_Given entries_:
***
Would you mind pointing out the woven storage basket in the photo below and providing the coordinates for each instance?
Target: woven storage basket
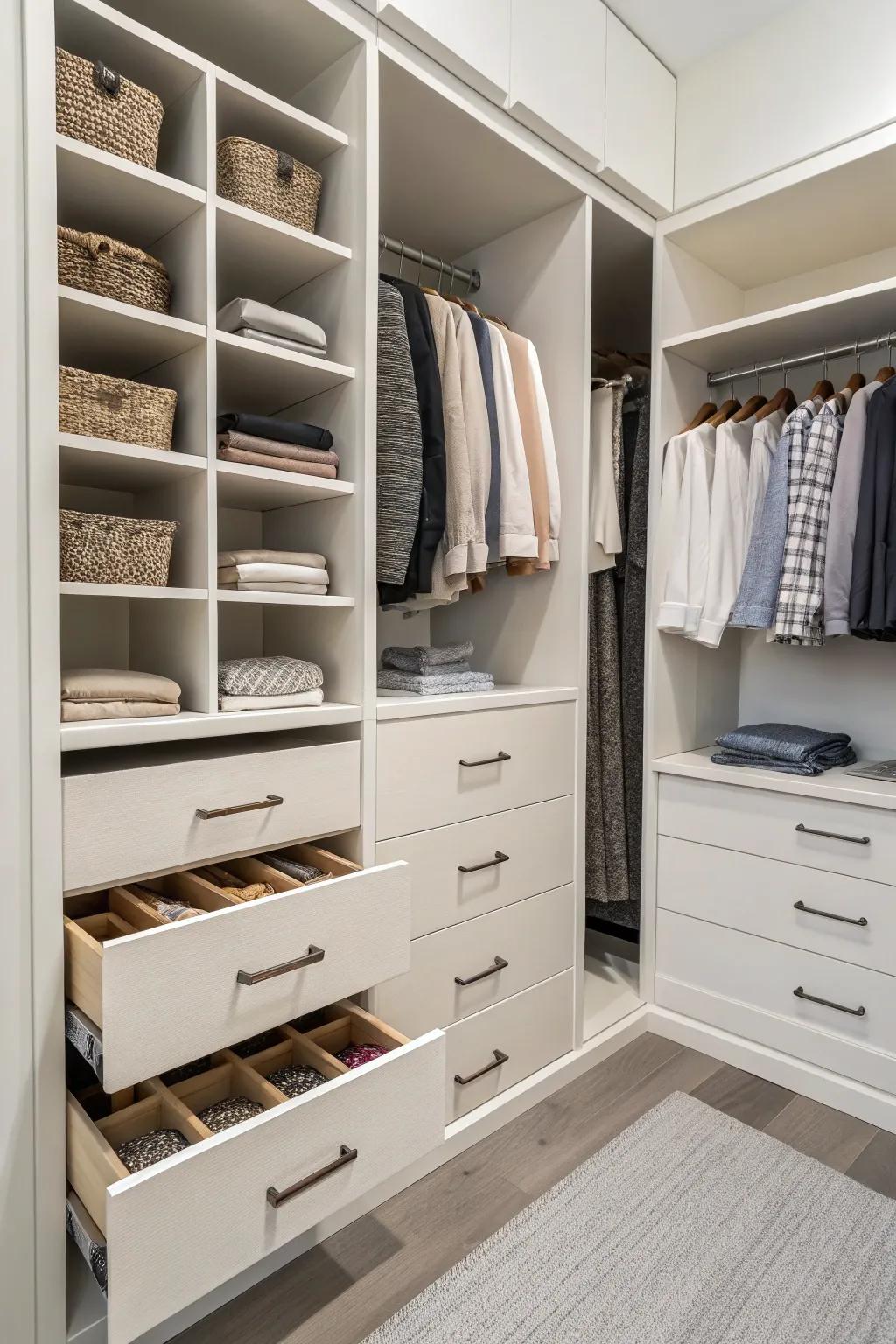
(97, 105)
(100, 549)
(113, 269)
(115, 408)
(266, 180)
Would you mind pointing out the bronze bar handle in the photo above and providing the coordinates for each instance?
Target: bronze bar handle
(278, 1196)
(254, 977)
(500, 964)
(500, 1058)
(271, 800)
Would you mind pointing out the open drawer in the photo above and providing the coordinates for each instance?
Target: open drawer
(161, 992)
(198, 1218)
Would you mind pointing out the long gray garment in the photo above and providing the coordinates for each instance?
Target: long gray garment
(399, 441)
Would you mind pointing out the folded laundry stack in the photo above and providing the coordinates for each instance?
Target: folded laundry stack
(424, 669)
(116, 694)
(268, 683)
(273, 571)
(280, 445)
(785, 747)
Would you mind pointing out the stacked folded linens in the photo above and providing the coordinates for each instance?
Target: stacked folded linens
(116, 694)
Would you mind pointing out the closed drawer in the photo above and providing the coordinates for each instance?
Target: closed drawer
(821, 912)
(496, 955)
(473, 867)
(175, 992)
(856, 840)
(500, 1046)
(456, 766)
(137, 815)
(178, 1230)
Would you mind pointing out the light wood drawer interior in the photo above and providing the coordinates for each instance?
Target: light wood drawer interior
(444, 769)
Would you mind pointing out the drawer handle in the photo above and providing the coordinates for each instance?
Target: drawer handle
(832, 835)
(826, 914)
(500, 964)
(826, 1003)
(278, 1196)
(497, 760)
(271, 800)
(489, 863)
(254, 977)
(500, 1058)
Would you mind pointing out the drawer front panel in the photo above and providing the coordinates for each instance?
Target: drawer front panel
(172, 995)
(767, 824)
(514, 757)
(203, 1216)
(841, 917)
(120, 824)
(532, 1028)
(534, 937)
(537, 843)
***
_Stated problem_: Reproduce everything from the line containing "Would you mind pointing out the closed" down to the end of the items above, with both ends included and each line unchanged.

_Response_:
Would you mind pointing out the closed drawer in the photo above and providing the coordinates for each instance?
Target: closed drawer
(821, 912)
(496, 955)
(473, 867)
(175, 992)
(856, 840)
(500, 1046)
(456, 766)
(137, 815)
(178, 1230)
Would you mind pointing out the light wood drawer interior in the photo above and providing the coordinates for each instance?
Target: light wood drawer interior
(444, 769)
Would you mind pointing out the drawer handle in the photo above and providing the coordinates for each instance?
Target: drawer handle
(832, 835)
(826, 914)
(500, 964)
(826, 1003)
(278, 1196)
(497, 760)
(271, 800)
(489, 863)
(254, 977)
(500, 1058)
Would you mind pointing out the drawer front panel in the photo above and providing the coordinates for each instance?
Target: drawer front panel
(172, 995)
(767, 824)
(514, 757)
(203, 1216)
(841, 917)
(120, 824)
(532, 1028)
(534, 937)
(537, 843)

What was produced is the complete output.